依頼内容 1
このあとの記録から「porch」という語を含む行をすべて選び、1行ずつそのまま書き写してください。

ページ抜粋
• • • • •
鶴川美和さん(28)小屋の仕事は楽しく、あっという間に時間が過ぎていく。「唯一残念なのはビールが飲めないことと、持ってきたお菓子を全部食べてしまったこと」(撮影/会田法行)
鶴川美和さん(28)
小屋の仕事は楽しく、あっという間に時間が過ぎていく。「唯一残念なのはビールが飲めないことと、持ってきたお菓子を全部食べてしまったこと」(撮影/会田法行)

 山ガールや女子キャンプなどにみるように、近年アウトドアを楽しむ女性が増えてきている。そんな中、山の休息所である山小屋で働く「山小屋ガール」たちも登場。そこには山小屋ならではの醍醐味があり、そして苦労もある。

 北アルプスの三俣蓮華岳(みつまたれんげだけ)と鷲羽岳(わしばだけ)の鞍部にある三俣山荘。北アルプスの最奥地「雲ノ平」へとつながる、素朴な雰囲気を残す小屋として登山客に知られている。先代の伊藤正一さん(90)が眺望にこだわり、わざわざ2階に設置したという食堂テラスに上がると、槍ケ岳(やりがたけ)が目の前にドドーンとそびえる。

 その食堂で、慣れた手つきでコーヒーを淹れている女性がいた。Nさん(27)は、福島県出身の元美容師。横浜の人気店で働いていた。

「家族の勧めで美容師になったけど、心からやりたい仕事ではなかったんです。そのことが職場の人たちに申し訳なくて辞めました」

 Nさんの実家は、東日本大震災で被災した。このことも美容師を辞めるきっかけの一つだったという。店に勤めている際は忙しく、思うように実家に様子を見に帰ることができなかったが、退職後は時間が確保できるようになった。北アルプスにいくつもある山小屋の中で、Nさんがこの山荘を選んだのには理由がある。
• • • • •
データの記録
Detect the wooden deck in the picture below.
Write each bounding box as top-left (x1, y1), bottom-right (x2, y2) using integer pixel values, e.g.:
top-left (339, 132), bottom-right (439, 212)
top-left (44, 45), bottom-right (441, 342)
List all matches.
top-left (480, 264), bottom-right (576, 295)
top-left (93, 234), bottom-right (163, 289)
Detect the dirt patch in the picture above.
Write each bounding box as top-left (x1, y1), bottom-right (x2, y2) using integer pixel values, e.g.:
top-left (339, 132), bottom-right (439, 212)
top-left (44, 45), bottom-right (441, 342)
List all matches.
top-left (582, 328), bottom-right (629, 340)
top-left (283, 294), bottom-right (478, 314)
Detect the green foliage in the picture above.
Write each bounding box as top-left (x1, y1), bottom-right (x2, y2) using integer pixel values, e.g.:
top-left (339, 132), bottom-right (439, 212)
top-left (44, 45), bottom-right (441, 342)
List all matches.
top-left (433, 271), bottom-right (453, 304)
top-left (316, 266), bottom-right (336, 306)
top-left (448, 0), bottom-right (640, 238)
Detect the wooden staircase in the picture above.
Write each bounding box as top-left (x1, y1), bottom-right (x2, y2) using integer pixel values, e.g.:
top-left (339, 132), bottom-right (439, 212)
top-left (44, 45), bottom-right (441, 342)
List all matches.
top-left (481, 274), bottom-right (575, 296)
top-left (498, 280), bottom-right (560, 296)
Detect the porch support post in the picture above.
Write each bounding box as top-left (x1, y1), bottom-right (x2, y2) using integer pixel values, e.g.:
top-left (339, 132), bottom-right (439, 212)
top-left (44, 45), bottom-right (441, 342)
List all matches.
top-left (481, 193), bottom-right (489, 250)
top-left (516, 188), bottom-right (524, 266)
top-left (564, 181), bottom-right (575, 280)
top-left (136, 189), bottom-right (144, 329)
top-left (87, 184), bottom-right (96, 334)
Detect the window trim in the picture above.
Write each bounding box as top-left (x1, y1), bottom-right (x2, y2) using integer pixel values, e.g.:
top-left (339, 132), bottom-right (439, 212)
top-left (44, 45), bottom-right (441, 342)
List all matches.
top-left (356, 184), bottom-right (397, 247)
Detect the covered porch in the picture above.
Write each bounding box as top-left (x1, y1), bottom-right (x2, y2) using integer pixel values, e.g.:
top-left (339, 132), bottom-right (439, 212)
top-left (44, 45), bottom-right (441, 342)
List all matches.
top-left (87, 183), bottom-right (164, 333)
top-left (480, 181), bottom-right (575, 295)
• • • • •
依頼内容 2
上の山小屋の記事を、一字も変えずに最初から最後まで書き留めてください。

解答例 1
Detect the porch support post in the picture above.
Detect the covered porch in the picture above.

解答例 2
鶴川美和さん(28)小屋の仕事は楽しく、あっという間に時間が過ぎていく。「唯一残念なのはビールが飲めないことと、持ってきたお菓子を全部食べてしまったこと」(撮影/会田法行)
鶴川美和さん(28)
小屋の仕事は楽しく、あっという間に時間が過ぎていく。「唯一残念なのはビールが飲めないことと、持ってきたお菓子を全部食べてしまったこと」(撮影/会田法行)

 山ガールや女子キャンプなどにみるように、近年アウトドアを楽しむ女性が増えてきている。そんな中、山の休息所である山小屋で働く「山小屋ガール」たちも登場。そこには山小屋ならではの醍醐味があり、そして苦労もある。

 北アルプスの三俣蓮華岳(みつまたれんげだけ)と鷲羽岳(わしばだけ)の鞍部にある三俣山荘。北アルプスの最奥地「雲ノ平」へとつながる、素朴な雰囲気を残す小屋として登山客に知られている。先代の伊藤正一さん(90)が眺望にこだわり、わざわざ2階に設置したという食堂テラスに上がると、槍ケ岳(やりがたけ)が目の前にドドーンとそびえる。

 その食堂で、慣れた手つきでコーヒーを淹れている女性がいた。Nさん(27)は、福島県出身の元美容師。横浜の人気店で働いていた。

「家族の勧めで美容師になったけど、心からやりたい仕事ではなかったんです。そのことが職場の人たちに申し訳なくて辞めました」

 Nさんの実家は、東日本大震災で被災した。このことも美容師を辞めるきっかけの一つだったという。店に勤めている際は忙しく、思うように実家に様子を見に帰ることができなかったが、退職後は時間が確保できるようになった。北アルプスにいくつもある山小屋の中で、Nさんがこの山荘を選んだのには理由がある。